[Referring expression data]

=-=-=

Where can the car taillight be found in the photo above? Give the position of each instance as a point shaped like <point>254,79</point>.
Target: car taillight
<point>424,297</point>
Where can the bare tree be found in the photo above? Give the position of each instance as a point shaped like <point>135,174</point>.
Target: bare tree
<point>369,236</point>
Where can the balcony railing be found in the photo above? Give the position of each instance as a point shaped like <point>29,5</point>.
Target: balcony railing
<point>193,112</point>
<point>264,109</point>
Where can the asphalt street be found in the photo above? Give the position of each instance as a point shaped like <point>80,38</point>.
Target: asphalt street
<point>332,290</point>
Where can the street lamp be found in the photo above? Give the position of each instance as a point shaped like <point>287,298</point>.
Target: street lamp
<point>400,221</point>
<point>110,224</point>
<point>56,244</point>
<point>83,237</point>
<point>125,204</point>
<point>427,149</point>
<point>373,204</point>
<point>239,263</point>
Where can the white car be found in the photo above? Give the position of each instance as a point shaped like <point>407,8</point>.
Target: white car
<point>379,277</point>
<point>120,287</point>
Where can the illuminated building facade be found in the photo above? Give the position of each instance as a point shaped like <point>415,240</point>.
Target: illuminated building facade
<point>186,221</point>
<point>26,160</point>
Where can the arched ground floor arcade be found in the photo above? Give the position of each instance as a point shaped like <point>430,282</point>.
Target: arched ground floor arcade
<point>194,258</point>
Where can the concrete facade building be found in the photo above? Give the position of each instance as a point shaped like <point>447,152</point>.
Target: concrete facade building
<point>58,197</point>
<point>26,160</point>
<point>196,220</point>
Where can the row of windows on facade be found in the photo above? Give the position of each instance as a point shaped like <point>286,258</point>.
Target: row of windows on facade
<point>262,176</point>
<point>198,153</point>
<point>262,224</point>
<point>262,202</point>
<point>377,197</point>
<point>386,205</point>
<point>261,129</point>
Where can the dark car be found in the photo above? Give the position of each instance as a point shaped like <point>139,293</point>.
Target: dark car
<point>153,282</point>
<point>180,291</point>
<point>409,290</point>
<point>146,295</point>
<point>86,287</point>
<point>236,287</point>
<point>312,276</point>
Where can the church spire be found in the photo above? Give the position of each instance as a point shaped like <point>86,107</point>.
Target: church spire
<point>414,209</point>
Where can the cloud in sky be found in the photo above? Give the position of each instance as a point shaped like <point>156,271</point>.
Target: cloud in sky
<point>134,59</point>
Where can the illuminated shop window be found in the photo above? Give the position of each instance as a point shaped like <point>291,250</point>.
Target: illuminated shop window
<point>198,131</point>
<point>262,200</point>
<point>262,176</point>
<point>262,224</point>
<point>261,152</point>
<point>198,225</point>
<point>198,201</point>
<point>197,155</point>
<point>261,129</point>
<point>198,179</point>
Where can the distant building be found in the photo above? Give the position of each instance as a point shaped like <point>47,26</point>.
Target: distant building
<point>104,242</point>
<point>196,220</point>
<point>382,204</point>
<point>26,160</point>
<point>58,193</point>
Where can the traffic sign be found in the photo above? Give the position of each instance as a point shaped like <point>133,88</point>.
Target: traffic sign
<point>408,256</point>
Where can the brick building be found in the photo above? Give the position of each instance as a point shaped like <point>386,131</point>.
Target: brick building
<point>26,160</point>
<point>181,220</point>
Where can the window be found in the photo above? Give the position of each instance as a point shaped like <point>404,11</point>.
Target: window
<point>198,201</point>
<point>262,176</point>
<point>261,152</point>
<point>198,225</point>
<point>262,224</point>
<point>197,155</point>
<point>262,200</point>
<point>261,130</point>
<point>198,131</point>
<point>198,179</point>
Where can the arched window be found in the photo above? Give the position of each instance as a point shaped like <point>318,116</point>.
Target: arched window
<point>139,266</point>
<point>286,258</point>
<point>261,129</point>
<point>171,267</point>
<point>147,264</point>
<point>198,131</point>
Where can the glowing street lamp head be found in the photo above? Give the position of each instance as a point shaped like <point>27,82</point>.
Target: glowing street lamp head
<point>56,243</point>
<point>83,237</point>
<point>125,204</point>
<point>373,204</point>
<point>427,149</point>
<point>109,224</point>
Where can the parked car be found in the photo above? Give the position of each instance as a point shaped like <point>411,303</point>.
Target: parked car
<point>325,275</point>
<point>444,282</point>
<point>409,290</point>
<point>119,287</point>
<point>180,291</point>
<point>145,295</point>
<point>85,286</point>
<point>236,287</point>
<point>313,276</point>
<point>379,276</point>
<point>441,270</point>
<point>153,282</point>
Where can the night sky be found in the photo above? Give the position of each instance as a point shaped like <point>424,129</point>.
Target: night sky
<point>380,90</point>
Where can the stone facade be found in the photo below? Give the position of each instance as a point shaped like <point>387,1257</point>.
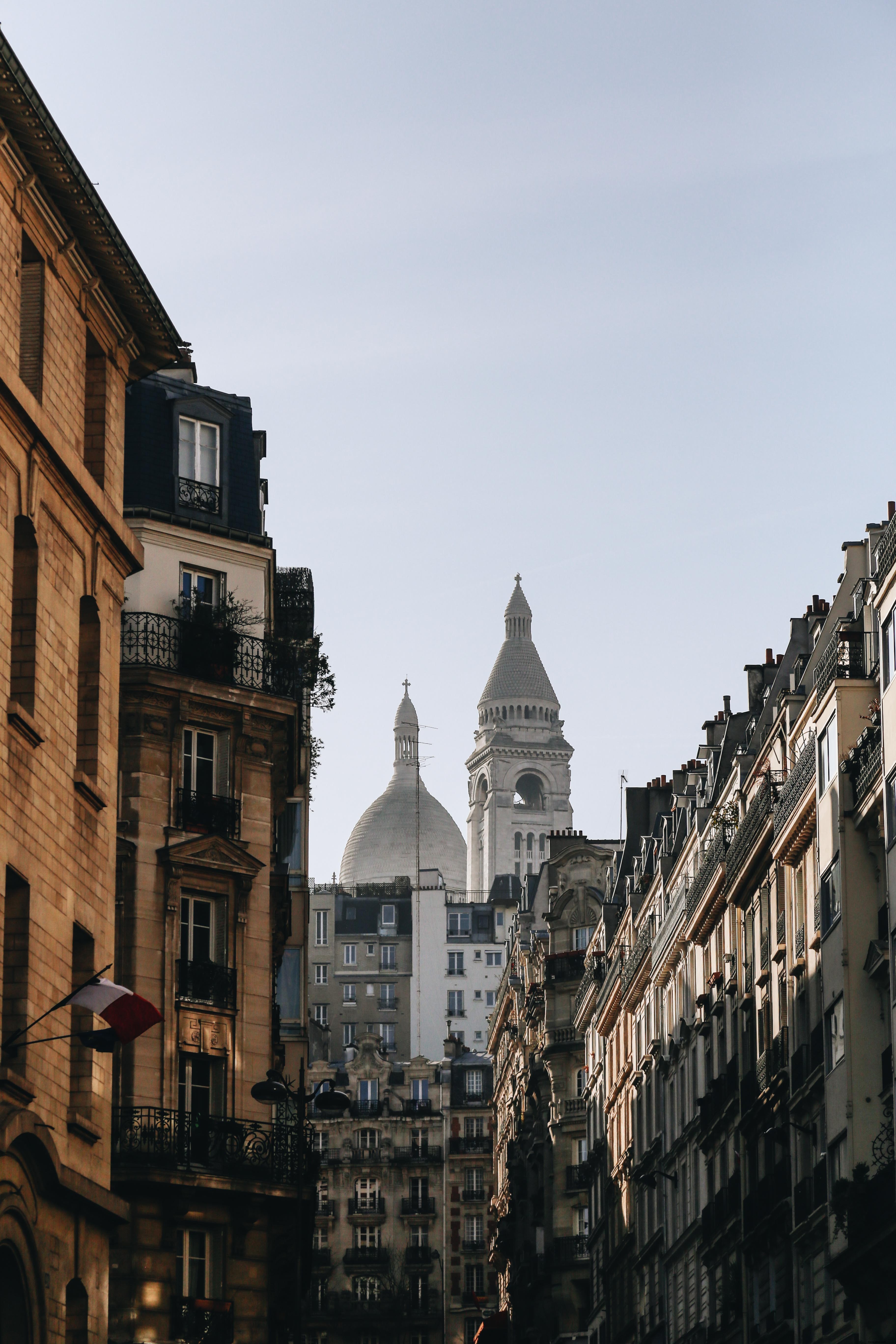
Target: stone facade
<point>78,323</point>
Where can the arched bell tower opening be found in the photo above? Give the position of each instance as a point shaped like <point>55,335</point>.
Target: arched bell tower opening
<point>522,756</point>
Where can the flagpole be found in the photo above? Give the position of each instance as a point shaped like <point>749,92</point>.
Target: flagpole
<point>62,1003</point>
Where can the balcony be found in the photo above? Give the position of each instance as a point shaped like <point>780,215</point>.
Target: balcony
<point>418,1155</point>
<point>750,831</point>
<point>205,651</point>
<point>367,1206</point>
<point>418,1206</point>
<point>209,814</point>
<point>206,983</point>
<point>796,785</point>
<point>567,1250</point>
<point>471,1144</point>
<point>563,966</point>
<point>578,1178</point>
<point>366,1256</point>
<point>198,495</point>
<point>850,657</point>
<point>418,1256</point>
<point>202,1320</point>
<point>417,1107</point>
<point>249,1150</point>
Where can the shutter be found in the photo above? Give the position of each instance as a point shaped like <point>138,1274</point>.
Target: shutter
<point>222,765</point>
<point>31,326</point>
<point>220,933</point>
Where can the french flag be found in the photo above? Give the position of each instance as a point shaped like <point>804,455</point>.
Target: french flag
<point>128,1015</point>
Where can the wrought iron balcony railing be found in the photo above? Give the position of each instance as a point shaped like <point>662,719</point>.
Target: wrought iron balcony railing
<point>198,495</point>
<point>209,814</point>
<point>257,1151</point>
<point>796,784</point>
<point>202,1320</point>
<point>203,651</point>
<point>208,983</point>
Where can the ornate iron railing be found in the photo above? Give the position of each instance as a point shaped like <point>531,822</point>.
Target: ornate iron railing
<point>208,812</point>
<point>848,657</point>
<point>749,831</point>
<point>637,955</point>
<point>201,650</point>
<point>202,1320</point>
<point>797,783</point>
<point>713,858</point>
<point>257,1151</point>
<point>198,495</point>
<point>206,983</point>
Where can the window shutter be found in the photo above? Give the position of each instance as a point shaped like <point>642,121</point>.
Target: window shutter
<point>222,768</point>
<point>220,955</point>
<point>31,327</point>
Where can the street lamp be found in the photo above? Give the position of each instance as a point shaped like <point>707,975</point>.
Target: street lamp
<point>275,1092</point>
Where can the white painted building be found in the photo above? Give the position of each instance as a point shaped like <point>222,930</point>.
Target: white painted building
<point>519,771</point>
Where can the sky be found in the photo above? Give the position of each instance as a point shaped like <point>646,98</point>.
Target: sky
<point>598,292</point>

=-=-=

• WHAT IS BEING ASKED
In the entries above, the lines between the one holding "Target: ornate iron railing" and the one holding "Where can the window shutter", inclusive, are to be printed exactly as written, and those alone.

• FINAL ANSWER
Target: ornate iron railing
<point>208,812</point>
<point>848,657</point>
<point>749,831</point>
<point>637,955</point>
<point>201,650</point>
<point>202,1320</point>
<point>797,783</point>
<point>713,858</point>
<point>257,1151</point>
<point>198,495</point>
<point>206,983</point>
Where can the window shutter be found in the photo above? Give the position of each instance as a point shaped like <point>642,121</point>.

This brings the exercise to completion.